=== Data records ===

>>>>

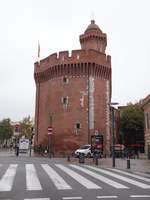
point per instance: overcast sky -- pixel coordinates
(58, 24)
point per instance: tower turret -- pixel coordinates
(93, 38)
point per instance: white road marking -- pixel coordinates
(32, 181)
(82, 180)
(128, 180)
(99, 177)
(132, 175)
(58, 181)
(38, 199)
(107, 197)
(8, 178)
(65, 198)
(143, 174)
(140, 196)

<<<<
>>>>

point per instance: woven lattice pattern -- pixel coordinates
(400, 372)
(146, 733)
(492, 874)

<<<<
>>>>

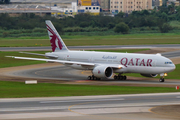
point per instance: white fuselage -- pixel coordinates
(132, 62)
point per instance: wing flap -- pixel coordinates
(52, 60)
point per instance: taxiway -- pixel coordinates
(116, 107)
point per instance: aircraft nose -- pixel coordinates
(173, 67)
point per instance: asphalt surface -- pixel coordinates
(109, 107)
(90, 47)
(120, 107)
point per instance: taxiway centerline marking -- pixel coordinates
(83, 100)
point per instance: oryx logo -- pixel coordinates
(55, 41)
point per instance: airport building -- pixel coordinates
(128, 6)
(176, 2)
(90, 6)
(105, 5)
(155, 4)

<<<<

=== Exercise directions ===
Return every line above that contains the word "taxiway", copied in full. Only matches with the same capitalization count.

=== Output of the task ===
point per instance: taxiway -- pixel coordinates
point per instance: taxiway centerline marking -- pixel coordinates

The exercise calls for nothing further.